= Dark quencher =

Substance which absorbs energy from fluorescent substances and emits heat

In chemistry, a dark quencher (also known as a dark sucker) is a substance that absorbs excitation energy from a fluorophore and dissipates the energy as heat; while a typical (fluorescent) quencher re-emits much of this energy as light. Dark quenchers are used in molecular biology in conjunction with fluorophores. When the two are close together, such as in a molecule or protein, the fluorophore's emission is suppressed. This effect can be used to study molecular geometry and motion.

An example of its use is in TaqMan or invader assay, SNP genotyping methods. For instance, a hairpin loop with a fluorophore and quencher at the base of the stem is used. An unlabeled SNP specific PCR primer (one of many) with a specific 5' tail binds to the sequence to be probed, and the Taq polymerase extends the sequence that will have a specific 5' end dependent on the SNP (insensitive to polymorphisms upstream of the SNP in question). In the next run, a primer, complementary to that tail, with a hairpin loop is extended. In the next run, the elongation of the complementary strand will linearise the hairpin separating the fluorophore and quencher.

__Parts of the exercise__
1. Return the stretch of the dark quencher text from "Substance which absorbs" through "geometry and motion.", copied word for word.
2. Supply the next part of the text on dark quenchers, picking up after its final sentence.

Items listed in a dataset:
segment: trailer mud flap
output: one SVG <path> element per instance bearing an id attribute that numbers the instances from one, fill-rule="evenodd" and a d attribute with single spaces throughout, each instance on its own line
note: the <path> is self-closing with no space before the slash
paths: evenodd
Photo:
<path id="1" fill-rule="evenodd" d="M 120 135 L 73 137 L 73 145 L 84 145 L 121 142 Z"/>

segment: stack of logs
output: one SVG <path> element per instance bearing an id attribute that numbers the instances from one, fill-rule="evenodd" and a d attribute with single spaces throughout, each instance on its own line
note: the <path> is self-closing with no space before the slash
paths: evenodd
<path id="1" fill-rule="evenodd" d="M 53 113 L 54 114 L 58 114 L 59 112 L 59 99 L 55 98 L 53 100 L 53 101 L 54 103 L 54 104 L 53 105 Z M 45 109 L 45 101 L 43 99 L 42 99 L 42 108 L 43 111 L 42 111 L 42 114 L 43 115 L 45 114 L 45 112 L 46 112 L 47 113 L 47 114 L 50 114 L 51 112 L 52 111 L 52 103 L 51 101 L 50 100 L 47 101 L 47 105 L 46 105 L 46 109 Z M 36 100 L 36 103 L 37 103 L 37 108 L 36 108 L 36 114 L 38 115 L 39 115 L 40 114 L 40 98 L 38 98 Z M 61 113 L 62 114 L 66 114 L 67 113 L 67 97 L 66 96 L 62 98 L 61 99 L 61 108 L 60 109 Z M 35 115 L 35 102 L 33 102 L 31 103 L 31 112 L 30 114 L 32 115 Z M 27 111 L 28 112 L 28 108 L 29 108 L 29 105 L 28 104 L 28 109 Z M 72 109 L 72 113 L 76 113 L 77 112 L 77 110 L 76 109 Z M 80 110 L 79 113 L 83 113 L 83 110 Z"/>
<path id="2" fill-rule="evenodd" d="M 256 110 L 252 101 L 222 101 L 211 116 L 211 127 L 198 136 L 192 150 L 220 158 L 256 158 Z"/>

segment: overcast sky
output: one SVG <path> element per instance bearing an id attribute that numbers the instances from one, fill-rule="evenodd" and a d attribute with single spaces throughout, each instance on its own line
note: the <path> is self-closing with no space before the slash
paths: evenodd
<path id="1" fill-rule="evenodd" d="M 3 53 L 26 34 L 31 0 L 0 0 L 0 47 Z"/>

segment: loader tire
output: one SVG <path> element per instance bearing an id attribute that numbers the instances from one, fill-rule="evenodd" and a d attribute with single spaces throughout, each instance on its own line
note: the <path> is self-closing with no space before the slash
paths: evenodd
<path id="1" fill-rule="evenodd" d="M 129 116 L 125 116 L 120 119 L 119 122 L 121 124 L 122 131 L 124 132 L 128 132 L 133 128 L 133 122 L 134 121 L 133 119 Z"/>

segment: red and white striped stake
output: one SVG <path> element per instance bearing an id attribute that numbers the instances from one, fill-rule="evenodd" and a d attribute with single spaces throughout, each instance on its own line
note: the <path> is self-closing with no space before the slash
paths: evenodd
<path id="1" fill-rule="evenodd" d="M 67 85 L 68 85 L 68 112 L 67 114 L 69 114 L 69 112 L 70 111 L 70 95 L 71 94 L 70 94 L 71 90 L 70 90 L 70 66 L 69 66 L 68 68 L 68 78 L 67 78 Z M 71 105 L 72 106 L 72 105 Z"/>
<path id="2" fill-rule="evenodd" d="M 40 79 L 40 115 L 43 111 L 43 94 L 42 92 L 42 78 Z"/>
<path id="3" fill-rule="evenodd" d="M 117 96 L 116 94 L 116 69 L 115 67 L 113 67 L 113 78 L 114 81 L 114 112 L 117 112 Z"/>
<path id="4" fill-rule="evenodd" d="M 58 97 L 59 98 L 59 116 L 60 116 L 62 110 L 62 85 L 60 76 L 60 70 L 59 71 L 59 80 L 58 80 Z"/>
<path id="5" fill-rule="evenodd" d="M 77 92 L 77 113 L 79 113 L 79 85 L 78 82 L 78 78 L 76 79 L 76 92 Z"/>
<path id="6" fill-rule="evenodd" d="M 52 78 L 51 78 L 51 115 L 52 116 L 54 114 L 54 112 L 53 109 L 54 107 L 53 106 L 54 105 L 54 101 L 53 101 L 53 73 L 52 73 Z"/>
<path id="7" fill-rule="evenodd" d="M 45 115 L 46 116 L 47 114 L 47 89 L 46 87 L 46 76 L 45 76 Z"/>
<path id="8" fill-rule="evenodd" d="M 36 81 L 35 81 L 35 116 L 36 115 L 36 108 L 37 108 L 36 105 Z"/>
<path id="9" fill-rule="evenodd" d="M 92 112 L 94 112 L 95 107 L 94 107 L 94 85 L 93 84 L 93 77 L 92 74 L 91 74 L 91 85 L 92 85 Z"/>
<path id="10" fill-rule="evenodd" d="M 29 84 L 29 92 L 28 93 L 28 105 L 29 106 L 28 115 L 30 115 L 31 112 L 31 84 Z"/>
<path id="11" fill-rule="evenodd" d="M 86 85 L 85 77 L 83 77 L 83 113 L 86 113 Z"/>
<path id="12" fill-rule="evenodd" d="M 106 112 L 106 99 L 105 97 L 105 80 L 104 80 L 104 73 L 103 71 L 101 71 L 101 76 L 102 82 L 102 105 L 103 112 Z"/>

__Answers to this exercise__
1.
Substance which absorbs energy from fluorescent substances and emits heat

In chemistry, a dark quencher (also known as a dark sucker) is a substance that absorbs excitation energy from a fluorophore and dissipates the energy as heat; while a typical (fluorescent) quencher re-emits much of this energy as light. Dark quenchers are used in molecular biology in conjunction with fluorophores. When the two are close together, such as in a molecule or protein, the fluorophore's emission is suppressed. This effect can be used to study molecular geometry and motion.

2.
An alternative to using quenchers is to use FRET where the combination of two dyes gives a signal.

== Mode of function ==
Dark quenchers are dyes with no native fluorescence. Until the last few years, quenchers have typically been a second fluorescent dye, for example, fluorescein as the reporter and tetramethyl-rhodamine as the quencher (FAM/TAM probes). However, quencher fluorescence can increase background noise due to overlap between the quencher and reporter fluorescence spectra. This limitation often necessitates the use of complex data analysis and optical filters. Dark quenchers offer a solution to this problem because they do not occupy an emission bandwidth. Furthermore, dark quenchers enable multiplexing (when two or more reporter-quencher probes are used together).

Fluorescent dyes absorb light, which places the dye in an excited state; the dye returns to the ground state from the excited state by emitting light (fluorescence). In a reporter – quencher system the dye nonradiatively (without light) transfers energy to the quencher. This returns the dye to the ground state and generates the quencher excited state. The quencher then returns to the ground state through emissive decay (fluorescence) or nonradiatively (dark quenching). In nonradiative or dark decay, energy is given off via molecular vibrations (heat). With the typical μM or less concentration of sample, the heat from radiationless decay is too small to affect the temperature of the solution.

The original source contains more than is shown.